Start of Block

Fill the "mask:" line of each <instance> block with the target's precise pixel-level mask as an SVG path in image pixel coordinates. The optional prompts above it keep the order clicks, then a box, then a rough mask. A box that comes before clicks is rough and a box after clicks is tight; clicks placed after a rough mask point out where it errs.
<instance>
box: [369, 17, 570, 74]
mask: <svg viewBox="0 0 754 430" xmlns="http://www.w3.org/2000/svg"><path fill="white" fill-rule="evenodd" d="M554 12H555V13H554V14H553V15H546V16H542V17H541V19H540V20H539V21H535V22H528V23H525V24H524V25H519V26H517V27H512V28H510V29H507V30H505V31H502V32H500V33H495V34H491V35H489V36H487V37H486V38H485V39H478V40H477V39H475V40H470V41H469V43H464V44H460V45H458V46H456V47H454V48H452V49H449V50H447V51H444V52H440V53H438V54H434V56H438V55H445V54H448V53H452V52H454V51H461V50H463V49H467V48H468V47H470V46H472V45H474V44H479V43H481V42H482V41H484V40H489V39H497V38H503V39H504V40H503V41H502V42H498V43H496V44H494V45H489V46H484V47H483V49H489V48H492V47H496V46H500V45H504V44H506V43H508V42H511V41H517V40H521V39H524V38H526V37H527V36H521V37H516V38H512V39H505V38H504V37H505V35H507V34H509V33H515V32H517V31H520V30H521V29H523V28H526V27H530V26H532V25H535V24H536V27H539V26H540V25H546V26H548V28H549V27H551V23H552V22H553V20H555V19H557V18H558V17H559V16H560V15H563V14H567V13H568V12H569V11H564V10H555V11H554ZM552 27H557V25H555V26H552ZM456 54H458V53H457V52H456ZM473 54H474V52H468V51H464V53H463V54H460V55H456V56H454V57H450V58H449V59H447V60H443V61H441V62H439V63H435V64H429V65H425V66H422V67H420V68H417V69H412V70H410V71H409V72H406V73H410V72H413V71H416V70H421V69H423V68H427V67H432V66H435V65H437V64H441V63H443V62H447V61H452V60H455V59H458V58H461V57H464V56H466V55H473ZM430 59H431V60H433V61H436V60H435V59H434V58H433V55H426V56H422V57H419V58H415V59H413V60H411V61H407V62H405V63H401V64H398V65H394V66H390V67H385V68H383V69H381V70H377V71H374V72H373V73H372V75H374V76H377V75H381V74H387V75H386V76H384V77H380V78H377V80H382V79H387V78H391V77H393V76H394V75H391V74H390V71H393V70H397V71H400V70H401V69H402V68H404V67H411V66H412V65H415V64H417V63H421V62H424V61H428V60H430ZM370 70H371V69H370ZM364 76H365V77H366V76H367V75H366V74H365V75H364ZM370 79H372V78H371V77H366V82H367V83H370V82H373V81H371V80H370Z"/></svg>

End of Block
Start of Block

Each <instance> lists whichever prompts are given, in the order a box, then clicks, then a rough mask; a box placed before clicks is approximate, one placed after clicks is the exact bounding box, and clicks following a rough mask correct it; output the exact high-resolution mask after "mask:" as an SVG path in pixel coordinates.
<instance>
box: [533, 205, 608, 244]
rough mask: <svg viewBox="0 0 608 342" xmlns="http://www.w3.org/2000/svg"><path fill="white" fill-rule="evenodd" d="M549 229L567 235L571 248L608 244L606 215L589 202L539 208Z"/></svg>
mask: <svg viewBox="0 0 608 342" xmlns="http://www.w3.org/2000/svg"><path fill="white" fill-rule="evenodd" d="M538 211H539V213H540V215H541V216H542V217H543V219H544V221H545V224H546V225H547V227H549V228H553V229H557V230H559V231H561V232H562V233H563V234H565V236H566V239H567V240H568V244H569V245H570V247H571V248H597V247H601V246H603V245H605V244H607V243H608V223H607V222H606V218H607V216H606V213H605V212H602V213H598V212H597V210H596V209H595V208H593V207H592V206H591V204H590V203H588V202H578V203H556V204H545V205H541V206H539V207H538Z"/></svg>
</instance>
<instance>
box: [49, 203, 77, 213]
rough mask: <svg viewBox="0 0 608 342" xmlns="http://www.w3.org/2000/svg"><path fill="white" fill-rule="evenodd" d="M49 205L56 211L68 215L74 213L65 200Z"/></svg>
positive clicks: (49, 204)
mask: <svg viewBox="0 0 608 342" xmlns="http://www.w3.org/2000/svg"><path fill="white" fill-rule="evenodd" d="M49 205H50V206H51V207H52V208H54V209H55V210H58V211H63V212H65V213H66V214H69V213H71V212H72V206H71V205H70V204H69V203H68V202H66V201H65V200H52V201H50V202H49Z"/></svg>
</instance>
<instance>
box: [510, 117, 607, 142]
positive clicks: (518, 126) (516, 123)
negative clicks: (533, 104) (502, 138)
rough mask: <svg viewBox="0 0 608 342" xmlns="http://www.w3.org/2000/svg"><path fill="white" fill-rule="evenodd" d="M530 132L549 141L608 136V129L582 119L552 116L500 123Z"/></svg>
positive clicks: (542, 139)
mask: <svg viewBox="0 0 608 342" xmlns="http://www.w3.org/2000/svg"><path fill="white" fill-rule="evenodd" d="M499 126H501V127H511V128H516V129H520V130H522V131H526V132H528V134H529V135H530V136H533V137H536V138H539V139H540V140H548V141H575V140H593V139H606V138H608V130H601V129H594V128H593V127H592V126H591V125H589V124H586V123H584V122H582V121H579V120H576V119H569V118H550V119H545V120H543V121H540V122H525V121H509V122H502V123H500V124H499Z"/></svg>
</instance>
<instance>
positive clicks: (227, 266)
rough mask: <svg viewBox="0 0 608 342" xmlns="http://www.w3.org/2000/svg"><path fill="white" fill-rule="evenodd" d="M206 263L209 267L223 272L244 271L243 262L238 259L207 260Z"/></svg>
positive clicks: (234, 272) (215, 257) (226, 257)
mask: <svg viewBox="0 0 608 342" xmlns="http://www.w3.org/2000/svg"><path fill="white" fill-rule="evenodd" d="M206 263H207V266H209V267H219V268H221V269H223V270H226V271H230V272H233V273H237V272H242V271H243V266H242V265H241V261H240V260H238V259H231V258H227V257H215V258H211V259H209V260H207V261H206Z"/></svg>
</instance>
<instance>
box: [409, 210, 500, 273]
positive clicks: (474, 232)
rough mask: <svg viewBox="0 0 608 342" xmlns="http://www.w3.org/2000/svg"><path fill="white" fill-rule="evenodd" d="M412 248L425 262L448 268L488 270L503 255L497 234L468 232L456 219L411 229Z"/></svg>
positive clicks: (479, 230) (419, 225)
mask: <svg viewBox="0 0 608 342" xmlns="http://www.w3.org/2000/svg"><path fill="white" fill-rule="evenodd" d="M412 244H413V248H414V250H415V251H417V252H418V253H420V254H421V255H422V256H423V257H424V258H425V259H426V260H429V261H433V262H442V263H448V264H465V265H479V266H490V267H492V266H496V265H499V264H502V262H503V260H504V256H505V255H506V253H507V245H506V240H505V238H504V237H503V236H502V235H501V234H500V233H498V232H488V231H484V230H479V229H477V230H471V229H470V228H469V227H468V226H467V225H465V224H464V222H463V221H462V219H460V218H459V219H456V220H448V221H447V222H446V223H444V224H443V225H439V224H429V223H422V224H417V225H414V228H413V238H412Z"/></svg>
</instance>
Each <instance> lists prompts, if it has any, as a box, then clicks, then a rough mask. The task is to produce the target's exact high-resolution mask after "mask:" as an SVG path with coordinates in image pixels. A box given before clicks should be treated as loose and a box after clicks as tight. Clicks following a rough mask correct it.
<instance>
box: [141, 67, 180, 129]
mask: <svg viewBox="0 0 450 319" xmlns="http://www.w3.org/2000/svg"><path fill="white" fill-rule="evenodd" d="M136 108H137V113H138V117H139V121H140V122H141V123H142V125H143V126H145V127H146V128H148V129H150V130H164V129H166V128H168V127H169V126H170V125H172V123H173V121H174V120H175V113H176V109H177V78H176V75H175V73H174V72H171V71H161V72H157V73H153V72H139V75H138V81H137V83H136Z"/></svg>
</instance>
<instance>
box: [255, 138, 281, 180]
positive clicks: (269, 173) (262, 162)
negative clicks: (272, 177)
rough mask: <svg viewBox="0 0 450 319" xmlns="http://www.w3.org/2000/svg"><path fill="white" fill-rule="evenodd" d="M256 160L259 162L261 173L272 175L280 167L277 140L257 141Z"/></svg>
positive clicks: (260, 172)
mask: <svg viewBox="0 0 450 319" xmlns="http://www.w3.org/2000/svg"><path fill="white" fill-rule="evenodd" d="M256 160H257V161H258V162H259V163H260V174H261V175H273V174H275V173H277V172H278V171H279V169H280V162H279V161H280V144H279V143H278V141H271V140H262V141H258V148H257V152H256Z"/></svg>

End of Block

What to do: Taking the entries above, write out exactly each line from the one holding "box: [141, 67, 180, 129]" to the one holding "negative clicks: (272, 177)", both included, and stop there.

Task solution:
box: [141, 67, 180, 129]
mask: <svg viewBox="0 0 450 319" xmlns="http://www.w3.org/2000/svg"><path fill="white" fill-rule="evenodd" d="M136 108H137V113H138V117H139V121H140V122H141V123H142V125H143V126H145V127H146V128H148V129H150V130H164V129H166V128H168V127H169V126H170V125H172V123H173V121H174V120H175V113H176V109H177V78H176V75H175V73H174V72H171V71H161V72H157V73H153V72H139V75H138V81H137V83H136Z"/></svg>
</instance>
<instance>
box: [255, 138, 281, 180]
positive clicks: (269, 173) (262, 162)
negative clicks: (272, 177)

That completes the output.